Complete the following:
- 1) Answer these questions from the Northeast Indian food passage, one per line and marked the same way:
(a) What are fermented soya beans called in Nagaland?
(b) Which meats do the Sikkimese often use in their Momo?
(c) Which state does the Khasi dish Doh Sniang Nei-iong come from?
- 2) Rewrite the paragraph of the Northeast Indian food passage that begins "Lemons and herbs are used liberally" in fewer words, keeping its main facts.
- 3) Continue the Northeast Indian food passage from its last line.

Foods such as bamboo shoots, fermented soya beans, fiddle-head ferns, fragrant limes and lime leaves, herbs, sticky rice, pork, pickled or salted fish, fermented greens and radish, smoked meats and buckwheat.
While a common culinary thread of Satvik, Rajasik and Tamasik foods, runs through the warp and weft of mainstream India’s highly evolved and rich food tapestry, the Northeast of India is like another country altogether, having much more in common with East and Southeast Asia in foods and, significantly, in festivals.
Geography and migration of course, have a great role to play in this. Tribal myths, corroborated by scholars, reveal that there have been extensive migrations in the region covering the trans Himalayan and other East Asian areas. Many communities in NE India trace their origins south of the Yarlung Zangbo, source of the Brahmaputra River, including the Tai-Ahoms or Ahoms, an offspring of the Tai people who are called Shan in Myanmar, Thai in Thailand, Lao in Laos, Dai and Zhuang in Yunnan, China and Tay-Thai in Vietnam.
Just like the native foods of those countries, many Northeastern tribal dishes have a pungent and aromatic taste, which comes from the frequent use of dried and fermented vegetables like bamboo shoots and soya beans and plenty of fresh herbs, and limes. Fermented soya beans are popular in Sikkim and Darjeeling where it is called Kinema, in Nagaland where it is called Akhuni and Tungrymbai in Meghalaya.
I recall how pleasantly surprised I was to discover that even the Japanese have a dish exactly like Kinema called Natto, a condiment redolent of homespun goodness that my mother used in many deliciously innovative ways, but outstandingly with tree tomatoes, chillies, garlic and shallots. Natto is available in any Japanese grocery store and even in the NTUC supermarkets. In Chinese cuisine where it’s a popular condiment, it is called Douchi and Burmese cuisine cannot do without its equivalent - Ngapi. A variation of it in Indonesian cuisine is Tempeh while in Thailand it’s called Thuo Nao and used liberally.
One of the most ubiquitious dishes of the Northeast is Sikkim’s famous Momo, derived from Tibetan steamed dumplings which go by the same name but, unlike the Tibetan variety which is mostly made of beef or Yak meat, the Sikkimese often use pork and chicken and add more herbs accompanied by a fiery chutney that incorporates the state’s famous Dollay Khursani (round chillies). Similar dumplings (jiaozi) are found in China and Japan (gyoza), differing slightly in flavour and accompaniments, perhaps, but obviously originating from the same cultural cooking pot.
Lemons and herbs are used liberally in Assamese cooking which is light and fragrant, and like other Northeastern food, makes minimal use of oil and spices. Herbs, bamboo shoot, fermented soya beans, limes and fiery hot chillies make their appearance in all the eight states, similar to Thai, Indonesian, Burmese, Vietnam and Cambodia cuisine to varying degrees. For those who want a taste of something extraordinarily different from Chicken tikkas, naans, biryanis, idlis, dosas and sambhars, here are three recipes redolent of the misty mountains of Northeast India.
Doh Sniang Nei-iong: Pork with black sesame
This is a Khasi dish from Meghalaya.
1. Boil the pork belly in a pressure cooker (this reduces the cooking time) and cut into large cubes.

Listed entries:
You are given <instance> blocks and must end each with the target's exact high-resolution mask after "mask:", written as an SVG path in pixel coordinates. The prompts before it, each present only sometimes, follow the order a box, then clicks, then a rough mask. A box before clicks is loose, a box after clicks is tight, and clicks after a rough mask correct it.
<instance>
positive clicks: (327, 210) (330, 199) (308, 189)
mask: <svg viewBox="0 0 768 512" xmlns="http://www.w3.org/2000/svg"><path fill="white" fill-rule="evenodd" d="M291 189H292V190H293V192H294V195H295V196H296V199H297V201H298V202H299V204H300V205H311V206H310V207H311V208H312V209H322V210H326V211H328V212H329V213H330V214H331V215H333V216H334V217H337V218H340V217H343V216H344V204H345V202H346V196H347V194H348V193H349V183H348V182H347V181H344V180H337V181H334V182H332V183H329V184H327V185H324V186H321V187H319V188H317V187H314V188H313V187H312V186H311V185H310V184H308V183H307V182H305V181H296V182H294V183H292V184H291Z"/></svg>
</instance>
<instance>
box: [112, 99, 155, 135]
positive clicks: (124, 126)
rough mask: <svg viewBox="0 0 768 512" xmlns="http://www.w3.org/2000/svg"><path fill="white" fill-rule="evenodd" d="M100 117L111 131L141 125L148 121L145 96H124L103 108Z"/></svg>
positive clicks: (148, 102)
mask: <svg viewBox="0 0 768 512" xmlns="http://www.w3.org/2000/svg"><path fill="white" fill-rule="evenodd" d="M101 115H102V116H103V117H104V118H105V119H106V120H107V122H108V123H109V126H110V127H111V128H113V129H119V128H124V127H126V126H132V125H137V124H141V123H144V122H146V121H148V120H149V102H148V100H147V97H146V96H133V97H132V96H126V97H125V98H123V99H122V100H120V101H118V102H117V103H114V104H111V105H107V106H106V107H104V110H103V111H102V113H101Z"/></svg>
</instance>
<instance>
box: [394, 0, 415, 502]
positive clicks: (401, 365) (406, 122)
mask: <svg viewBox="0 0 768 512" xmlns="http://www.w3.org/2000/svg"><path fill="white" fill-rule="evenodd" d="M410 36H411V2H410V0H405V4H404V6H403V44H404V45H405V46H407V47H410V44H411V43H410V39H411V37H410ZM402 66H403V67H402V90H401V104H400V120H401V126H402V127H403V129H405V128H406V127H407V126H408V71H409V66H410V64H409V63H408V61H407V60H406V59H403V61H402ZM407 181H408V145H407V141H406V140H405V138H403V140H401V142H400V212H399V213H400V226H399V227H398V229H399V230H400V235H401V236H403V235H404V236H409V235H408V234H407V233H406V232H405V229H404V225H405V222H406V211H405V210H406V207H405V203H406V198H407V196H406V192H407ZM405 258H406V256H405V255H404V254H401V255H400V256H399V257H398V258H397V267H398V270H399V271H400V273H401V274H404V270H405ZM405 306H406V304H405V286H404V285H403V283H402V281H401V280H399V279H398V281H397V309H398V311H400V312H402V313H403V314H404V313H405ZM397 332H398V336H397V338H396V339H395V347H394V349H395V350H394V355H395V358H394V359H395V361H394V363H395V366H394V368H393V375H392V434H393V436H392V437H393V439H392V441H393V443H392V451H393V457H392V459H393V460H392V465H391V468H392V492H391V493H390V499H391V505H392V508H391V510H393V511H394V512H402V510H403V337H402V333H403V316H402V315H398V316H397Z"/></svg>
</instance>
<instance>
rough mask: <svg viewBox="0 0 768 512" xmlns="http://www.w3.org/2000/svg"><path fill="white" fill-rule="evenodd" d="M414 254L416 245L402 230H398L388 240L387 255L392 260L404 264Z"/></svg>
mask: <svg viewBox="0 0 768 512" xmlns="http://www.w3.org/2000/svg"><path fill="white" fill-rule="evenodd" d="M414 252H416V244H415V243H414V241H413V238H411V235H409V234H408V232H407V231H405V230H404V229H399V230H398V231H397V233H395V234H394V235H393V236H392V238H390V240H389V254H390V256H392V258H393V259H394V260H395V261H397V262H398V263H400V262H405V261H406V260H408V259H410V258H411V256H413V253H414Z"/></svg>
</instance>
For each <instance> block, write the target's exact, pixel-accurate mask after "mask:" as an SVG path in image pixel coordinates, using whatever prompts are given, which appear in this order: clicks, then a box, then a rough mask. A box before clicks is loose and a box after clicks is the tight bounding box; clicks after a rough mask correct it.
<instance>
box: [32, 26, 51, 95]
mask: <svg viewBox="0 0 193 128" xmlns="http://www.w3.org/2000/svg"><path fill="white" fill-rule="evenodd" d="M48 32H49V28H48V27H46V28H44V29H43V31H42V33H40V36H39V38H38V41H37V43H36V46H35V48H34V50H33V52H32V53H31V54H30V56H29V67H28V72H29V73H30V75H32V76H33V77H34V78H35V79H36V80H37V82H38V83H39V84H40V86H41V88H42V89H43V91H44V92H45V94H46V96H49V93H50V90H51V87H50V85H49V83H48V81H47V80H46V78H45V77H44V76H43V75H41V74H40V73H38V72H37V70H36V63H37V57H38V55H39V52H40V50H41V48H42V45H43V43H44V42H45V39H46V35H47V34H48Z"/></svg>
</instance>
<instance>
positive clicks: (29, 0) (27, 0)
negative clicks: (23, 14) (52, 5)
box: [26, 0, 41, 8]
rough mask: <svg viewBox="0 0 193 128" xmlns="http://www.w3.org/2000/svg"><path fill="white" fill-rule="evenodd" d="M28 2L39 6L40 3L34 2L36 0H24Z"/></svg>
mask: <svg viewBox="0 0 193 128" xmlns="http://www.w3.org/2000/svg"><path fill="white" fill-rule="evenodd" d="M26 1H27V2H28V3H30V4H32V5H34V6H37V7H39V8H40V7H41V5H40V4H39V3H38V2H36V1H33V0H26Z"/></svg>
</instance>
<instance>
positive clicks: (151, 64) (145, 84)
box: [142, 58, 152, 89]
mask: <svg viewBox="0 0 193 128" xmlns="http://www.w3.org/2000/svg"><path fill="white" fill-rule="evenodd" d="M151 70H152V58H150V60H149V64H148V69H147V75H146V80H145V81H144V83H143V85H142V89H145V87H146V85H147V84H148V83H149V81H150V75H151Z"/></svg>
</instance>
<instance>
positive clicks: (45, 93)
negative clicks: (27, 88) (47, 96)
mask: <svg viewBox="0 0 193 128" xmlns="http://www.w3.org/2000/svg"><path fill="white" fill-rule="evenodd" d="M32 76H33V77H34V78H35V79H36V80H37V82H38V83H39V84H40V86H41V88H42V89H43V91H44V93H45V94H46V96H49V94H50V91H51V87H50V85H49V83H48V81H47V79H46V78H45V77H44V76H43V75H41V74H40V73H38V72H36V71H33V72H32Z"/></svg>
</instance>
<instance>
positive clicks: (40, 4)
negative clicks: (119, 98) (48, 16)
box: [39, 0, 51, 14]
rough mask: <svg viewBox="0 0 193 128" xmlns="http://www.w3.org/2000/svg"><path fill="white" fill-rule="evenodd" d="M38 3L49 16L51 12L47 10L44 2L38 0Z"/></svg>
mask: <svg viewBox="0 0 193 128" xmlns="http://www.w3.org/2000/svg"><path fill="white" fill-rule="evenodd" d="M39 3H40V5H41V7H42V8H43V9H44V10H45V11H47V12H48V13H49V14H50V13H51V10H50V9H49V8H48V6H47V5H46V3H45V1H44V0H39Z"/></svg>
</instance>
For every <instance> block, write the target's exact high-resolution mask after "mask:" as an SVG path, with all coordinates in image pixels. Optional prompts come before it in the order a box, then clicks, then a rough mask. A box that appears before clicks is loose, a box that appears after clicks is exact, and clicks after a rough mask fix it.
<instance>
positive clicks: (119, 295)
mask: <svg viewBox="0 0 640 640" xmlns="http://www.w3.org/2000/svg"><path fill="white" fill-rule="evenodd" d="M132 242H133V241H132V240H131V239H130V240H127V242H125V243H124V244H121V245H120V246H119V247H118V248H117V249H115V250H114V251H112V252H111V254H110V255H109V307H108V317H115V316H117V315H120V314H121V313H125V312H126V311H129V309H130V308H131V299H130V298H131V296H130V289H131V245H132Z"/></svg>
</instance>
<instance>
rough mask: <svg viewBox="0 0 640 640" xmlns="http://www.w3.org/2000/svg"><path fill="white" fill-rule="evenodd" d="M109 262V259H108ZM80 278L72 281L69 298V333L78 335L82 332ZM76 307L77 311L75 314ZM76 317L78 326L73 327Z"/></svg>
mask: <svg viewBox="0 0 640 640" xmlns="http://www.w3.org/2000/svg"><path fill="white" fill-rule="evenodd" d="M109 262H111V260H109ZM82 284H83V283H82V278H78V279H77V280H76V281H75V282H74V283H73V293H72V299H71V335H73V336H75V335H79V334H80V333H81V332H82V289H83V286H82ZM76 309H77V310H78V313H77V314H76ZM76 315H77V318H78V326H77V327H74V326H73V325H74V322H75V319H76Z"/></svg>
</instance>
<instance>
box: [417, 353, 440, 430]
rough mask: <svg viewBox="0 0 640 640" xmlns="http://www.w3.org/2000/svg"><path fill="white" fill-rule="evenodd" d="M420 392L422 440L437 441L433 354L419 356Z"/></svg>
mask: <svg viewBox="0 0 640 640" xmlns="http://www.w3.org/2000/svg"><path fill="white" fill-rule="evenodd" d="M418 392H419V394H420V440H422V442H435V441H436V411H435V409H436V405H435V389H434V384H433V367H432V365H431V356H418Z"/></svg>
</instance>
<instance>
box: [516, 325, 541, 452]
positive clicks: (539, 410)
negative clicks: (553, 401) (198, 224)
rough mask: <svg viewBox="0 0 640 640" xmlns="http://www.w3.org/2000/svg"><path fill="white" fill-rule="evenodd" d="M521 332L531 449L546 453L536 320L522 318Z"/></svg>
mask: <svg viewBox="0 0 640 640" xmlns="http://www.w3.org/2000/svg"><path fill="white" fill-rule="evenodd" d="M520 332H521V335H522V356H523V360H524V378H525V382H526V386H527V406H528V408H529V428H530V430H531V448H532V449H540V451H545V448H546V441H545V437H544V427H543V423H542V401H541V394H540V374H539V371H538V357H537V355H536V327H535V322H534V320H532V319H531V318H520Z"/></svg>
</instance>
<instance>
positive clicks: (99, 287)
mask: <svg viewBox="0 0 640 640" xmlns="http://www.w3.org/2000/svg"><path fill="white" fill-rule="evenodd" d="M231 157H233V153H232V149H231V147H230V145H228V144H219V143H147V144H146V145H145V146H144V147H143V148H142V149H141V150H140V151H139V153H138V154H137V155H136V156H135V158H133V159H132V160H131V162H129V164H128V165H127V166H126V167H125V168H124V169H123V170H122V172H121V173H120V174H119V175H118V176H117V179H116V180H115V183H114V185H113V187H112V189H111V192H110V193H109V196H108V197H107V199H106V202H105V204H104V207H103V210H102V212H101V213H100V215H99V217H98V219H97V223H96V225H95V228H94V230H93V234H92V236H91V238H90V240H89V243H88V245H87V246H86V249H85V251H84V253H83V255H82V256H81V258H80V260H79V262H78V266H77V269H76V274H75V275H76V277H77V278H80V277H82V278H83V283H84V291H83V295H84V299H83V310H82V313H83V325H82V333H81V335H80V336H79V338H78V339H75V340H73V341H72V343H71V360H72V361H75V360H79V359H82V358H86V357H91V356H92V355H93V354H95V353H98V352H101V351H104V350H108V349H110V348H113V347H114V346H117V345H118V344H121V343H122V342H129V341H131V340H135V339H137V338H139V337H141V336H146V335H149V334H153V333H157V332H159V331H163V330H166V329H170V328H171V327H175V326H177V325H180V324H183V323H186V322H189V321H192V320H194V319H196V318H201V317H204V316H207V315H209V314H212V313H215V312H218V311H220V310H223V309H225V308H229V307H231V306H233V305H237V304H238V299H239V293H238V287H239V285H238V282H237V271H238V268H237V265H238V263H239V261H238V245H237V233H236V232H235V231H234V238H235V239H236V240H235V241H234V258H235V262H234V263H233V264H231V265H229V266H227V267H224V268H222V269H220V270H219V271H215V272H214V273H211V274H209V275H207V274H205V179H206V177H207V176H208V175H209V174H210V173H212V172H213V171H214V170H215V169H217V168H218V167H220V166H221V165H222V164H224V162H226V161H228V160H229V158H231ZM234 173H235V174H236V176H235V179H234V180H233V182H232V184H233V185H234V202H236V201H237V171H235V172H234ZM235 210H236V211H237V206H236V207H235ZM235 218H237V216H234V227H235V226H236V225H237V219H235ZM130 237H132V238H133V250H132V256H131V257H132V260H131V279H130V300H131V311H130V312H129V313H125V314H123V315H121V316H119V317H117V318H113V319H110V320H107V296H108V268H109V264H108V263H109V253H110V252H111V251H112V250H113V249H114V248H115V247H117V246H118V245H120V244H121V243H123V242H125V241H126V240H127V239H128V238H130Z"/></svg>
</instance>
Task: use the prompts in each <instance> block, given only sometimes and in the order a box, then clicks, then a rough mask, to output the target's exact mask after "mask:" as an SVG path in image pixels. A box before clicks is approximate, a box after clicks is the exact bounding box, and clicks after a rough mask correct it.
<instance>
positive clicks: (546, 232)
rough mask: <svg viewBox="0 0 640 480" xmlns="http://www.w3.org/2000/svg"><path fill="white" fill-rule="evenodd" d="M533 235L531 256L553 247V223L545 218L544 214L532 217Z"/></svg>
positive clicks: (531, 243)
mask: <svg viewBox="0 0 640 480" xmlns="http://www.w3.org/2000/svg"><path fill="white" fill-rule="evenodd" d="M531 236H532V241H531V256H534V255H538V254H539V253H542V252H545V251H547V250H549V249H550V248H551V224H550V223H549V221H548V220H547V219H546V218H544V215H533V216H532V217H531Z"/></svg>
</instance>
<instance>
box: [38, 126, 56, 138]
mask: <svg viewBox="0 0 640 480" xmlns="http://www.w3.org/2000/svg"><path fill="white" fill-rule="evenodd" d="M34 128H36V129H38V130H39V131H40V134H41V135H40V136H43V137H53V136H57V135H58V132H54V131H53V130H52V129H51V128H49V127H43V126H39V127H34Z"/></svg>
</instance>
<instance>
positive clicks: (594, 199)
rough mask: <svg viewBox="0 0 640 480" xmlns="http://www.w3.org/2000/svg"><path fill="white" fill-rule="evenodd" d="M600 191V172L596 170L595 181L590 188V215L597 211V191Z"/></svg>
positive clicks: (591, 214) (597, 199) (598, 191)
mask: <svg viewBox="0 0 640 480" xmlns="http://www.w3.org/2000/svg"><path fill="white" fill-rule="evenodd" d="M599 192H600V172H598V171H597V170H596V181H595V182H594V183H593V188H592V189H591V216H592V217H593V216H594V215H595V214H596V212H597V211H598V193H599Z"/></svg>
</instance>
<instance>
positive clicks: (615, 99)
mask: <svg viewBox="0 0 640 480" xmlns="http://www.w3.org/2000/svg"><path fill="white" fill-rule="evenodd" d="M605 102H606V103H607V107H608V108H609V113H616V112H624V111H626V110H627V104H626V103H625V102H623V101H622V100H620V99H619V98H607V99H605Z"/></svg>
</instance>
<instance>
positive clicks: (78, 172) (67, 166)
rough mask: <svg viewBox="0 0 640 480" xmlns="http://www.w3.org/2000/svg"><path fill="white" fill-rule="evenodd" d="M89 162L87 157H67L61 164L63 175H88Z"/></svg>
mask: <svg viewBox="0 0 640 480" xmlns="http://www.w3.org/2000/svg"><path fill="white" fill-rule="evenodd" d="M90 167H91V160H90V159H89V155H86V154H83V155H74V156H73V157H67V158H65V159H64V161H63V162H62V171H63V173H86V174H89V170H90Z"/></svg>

Response list:
- 1)
(a) Akhuni
(b) Pork and chicken
(c) Meghalaya

- 2) Assamese cooking uses lemons and herbs liberally and is light and fragrant. Like other Northeastern food, it uses little oil or spice. Herbs, bamboo shoot, fermented soya beans, limes and fiery chillies appear in all eight states, much as they do to varying degrees in Thai, Indonesian, Burmese, Vietnamese and Cambodian cuisine. Three recipes from Northeast India are offered for anyone wanting something very different from chicken tikkas, naans, biryanis, idlis, dosas and sambhars.

- 3)
2. In a thick-bottomed pot or casserole dish heat a few tablespoons of mustard oil till it smokes. Reduce the heat and chuck in the sliced onions. Let it fry stirring it once in a while. Add the ginger garlic paste and fry for another couple of minutes till its fragrant.
3. Once the onions have changed colour add the pork cubes, chillies and the chilli paste. Stir well and mix properly. Add the salt and the turmeric too. Saute on medium heat and let the pork cook for 15 minutes.
4. Mix the ground sesame powder with a few teaspoons of water to make a thin paste. Pour this into the pork. Water is added to the sesame powder to make it easier to mix it into the pork, so don’t use too much water. Now cover the pot and let it cook for another 5 minutes or so. Stir once or twice. It is ready to serve once the oil shows on the surface and the water has evaporated.
This Tibetan dish is also common to the Bhutia people of Sikkim, Sherpas of Nepal and Dukpas of Bhutan as they all share the same ethnicity and culture. However, in Tibet, momos are made of beef. In Sikkim, Nepal and NE India pork and chicken are the preferred meats.
1. Put about 3 cups of flour in a large bowl and slowly add about 1.5 cups of water.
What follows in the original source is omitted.